=== Text shown ===
BEGIN

Amazingly, John Gielgud continued his career almost up to his last minute. In the 1990s he made at least 25 appearances in television and films, including The Power of One (1992), First Knight (1995), Shine (1996), and Elizabeth (1998). John Gielgud made his last appearance a few weeks before his death in the 2000 film short Catastrophe written by Samuel Beckett and directed by David Mamet. His role of The Protagonist is without dialogue so his film career came full circle, having began in silent films.
John Gielgud was also an author, having written three volumes of his memoirs An Actor and His Time, Early Stages, and Distinguished Company, as well as Acting Shakespeare with John Miller. He was also a campaigner for animal rights, receiving the "Humanitarian of the Year" Award in 1994 and 1999 by the People for the Ethical Treatment of Animals, for whom he had narrated a video exposing the force-feeding of geese and duck to make foie gras. His involvement led to many restaurants and chefs refusing to serve the dish.

END

=== Records provided ===
BEGIN

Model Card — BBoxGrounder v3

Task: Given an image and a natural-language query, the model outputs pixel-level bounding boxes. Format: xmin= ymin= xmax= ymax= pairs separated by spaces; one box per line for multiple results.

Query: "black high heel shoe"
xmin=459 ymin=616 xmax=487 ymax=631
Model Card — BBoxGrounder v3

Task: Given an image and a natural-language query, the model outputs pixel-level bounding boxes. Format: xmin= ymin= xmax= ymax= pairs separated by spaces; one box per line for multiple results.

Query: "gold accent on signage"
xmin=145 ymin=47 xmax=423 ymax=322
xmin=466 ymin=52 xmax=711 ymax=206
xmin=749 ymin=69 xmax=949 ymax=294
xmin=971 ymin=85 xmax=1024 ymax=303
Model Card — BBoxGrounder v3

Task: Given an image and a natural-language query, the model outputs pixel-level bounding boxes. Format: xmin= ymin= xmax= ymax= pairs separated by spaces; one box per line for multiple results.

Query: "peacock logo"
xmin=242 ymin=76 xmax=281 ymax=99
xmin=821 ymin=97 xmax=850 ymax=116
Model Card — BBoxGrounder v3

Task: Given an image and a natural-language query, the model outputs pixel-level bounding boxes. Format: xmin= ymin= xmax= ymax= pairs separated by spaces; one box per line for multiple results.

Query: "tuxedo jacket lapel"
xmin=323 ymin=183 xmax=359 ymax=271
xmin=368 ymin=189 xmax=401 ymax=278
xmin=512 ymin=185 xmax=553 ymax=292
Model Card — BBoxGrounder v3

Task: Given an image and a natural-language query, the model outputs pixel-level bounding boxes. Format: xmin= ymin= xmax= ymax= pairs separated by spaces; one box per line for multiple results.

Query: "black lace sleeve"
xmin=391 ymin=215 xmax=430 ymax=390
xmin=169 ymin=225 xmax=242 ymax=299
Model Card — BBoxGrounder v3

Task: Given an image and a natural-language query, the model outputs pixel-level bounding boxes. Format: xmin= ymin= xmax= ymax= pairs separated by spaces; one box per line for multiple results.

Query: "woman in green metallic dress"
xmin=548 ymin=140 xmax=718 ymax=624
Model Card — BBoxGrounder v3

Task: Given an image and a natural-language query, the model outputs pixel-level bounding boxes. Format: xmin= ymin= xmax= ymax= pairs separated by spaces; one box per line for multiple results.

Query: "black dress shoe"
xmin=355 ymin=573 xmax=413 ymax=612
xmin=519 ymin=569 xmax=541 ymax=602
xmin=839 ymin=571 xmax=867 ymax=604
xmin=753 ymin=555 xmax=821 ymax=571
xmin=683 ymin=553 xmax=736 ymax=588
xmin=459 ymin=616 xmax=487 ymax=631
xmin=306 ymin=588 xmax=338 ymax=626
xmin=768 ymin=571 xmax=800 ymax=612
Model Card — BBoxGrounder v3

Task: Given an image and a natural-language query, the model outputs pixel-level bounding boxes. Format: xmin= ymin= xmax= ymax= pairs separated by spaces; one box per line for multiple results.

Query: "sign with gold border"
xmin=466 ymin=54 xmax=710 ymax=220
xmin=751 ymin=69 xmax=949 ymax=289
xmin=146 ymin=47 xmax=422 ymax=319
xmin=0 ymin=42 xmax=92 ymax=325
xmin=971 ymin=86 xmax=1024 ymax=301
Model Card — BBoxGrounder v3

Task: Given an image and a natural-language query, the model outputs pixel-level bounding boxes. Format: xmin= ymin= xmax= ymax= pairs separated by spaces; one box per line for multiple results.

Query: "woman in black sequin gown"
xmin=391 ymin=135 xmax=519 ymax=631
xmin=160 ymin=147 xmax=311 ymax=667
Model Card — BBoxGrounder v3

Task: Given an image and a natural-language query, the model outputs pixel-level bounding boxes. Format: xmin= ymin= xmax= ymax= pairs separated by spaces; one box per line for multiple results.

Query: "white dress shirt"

END

=== Work to complete ===
**A)** Repeat back, word for word, the stretch of the John Gielgud passage from "Amazingly, John Gielgud" through "in silent films.".
**B)** Duplicate the stretch of the records from their first line through the line containing "xmin=971 ymin=85 xmax=1024 ymax=303", with no changes.

=== Written answers ===
**A)**
Amazingly, John Gielgud continued his career almost up to his last minute. In the 1990s he made at least 25 appearances in television and films, including The Power of One (1992), First Knight (1995), Shine (1996), and Elizabeth (1998). John Gielgud made his last appearance a few weeks before his death in the 2000 film short Catastrophe written by Samuel Beckett and directed by David Mamet. His role of The Protagonist is without dialogue so his film career came full circle, having began in silent films.

**B)**
Model Card — BBoxGrounder v3

Task: Given an image and a natural-language query, the model outputs pixel-level bounding boxes. Format: xmin= ymin= xmax= ymax= pairs separated by spaces; one box per line for multiple results.

Query: "black high heel shoe"
xmin=459 ymin=616 xmax=487 ymax=631
Model Card — BBoxGrounder v3

Task: Given an image and a natural-language query, the model outputs pixel-level bounding boxes. Format: xmin= ymin= xmax= ymax= pairs separated by spaces; one box per line for multiple results.

Query: "gold accent on signage"
xmin=145 ymin=47 xmax=423 ymax=322
xmin=466 ymin=52 xmax=711 ymax=206
xmin=749 ymin=69 xmax=949 ymax=294
xmin=971 ymin=85 xmax=1024 ymax=303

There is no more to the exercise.